Entries taken from a collection:
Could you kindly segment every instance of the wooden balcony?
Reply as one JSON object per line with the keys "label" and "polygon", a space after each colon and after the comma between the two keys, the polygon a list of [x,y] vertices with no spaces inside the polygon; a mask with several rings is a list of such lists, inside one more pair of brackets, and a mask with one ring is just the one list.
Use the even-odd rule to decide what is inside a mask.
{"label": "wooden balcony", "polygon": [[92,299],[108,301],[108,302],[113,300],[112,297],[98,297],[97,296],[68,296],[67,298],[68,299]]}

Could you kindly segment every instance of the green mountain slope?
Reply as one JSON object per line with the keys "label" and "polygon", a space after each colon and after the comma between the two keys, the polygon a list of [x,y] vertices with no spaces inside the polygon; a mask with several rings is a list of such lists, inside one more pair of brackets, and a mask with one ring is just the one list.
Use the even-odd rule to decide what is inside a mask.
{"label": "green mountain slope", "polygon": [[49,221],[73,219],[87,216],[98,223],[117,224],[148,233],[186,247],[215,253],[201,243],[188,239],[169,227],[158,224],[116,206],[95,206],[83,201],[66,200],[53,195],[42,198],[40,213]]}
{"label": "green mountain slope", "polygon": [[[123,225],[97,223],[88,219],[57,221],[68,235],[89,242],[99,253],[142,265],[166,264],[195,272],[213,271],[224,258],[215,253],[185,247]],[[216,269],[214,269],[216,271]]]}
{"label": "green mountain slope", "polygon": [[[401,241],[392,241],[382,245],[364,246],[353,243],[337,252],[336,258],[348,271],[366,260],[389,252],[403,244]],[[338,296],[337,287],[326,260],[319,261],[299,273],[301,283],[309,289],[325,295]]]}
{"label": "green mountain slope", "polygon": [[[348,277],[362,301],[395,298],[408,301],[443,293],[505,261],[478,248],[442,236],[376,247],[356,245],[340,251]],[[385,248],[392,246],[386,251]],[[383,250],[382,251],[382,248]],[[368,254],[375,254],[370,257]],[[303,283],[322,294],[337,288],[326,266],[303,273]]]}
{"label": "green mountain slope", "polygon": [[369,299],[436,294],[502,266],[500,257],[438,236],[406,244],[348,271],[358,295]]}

Problem details:
Reproduce the rows above with "kindly" changed to "please" everywhere it occurs, keeping all other text the same.

Exercise response:
Could you please segment every instance of the wooden balcony?
Reply as one JSON object per line with the keys "label" and "polygon", a space after each colon and after the comma between the two keys, the polygon a list of [x,y] vertices with no spaces inside the polygon; a mask with several rings is a list of such lists, inside one more pair of brackets, and a mask with one ring is just the one list.
Use the even-odd rule to decide what is inside a mask.
{"label": "wooden balcony", "polygon": [[92,299],[108,301],[108,302],[113,300],[112,297],[98,297],[97,296],[68,296],[67,298],[68,299]]}

Could you please segment every instance of the green mountain slope?
Reply as one JSON object per line with the keys "label" and "polygon", a space after each colon and after the comma between the two keys, the polygon a list of [x,y] vertices with no spaces inside the polygon; a mask with several rings is a list of such lists, inside one more pair of brackets, and a mask with one ring is just the one list.
Use the even-odd rule to decide what is inside a mask.
{"label": "green mountain slope", "polygon": [[49,221],[73,219],[87,216],[98,223],[117,224],[148,233],[186,247],[215,253],[201,243],[188,239],[169,227],[158,224],[116,206],[95,206],[83,201],[66,200],[53,195],[42,198],[40,213]]}
{"label": "green mountain slope", "polygon": [[[123,225],[97,223],[88,219],[57,221],[68,235],[89,242],[99,253],[142,265],[166,264],[195,272],[213,271],[224,258],[215,253],[185,247]],[[216,269],[214,269],[216,271]]]}
{"label": "green mountain slope", "polygon": [[[401,241],[392,241],[382,245],[364,246],[353,243],[337,252],[336,258],[348,271],[366,260],[389,252],[403,244]],[[338,296],[337,287],[326,260],[319,261],[299,273],[301,283],[309,289],[325,295]]]}
{"label": "green mountain slope", "polygon": [[[348,277],[362,301],[395,298],[408,301],[443,293],[505,261],[478,248],[442,236],[376,247],[356,245],[340,251]],[[385,248],[392,246],[386,251]],[[383,250],[382,251],[382,248]],[[368,254],[375,254],[370,257]],[[303,283],[322,294],[337,288],[326,266],[303,273]]]}
{"label": "green mountain slope", "polygon": [[369,299],[436,294],[502,266],[500,257],[438,236],[406,244],[348,271],[358,295]]}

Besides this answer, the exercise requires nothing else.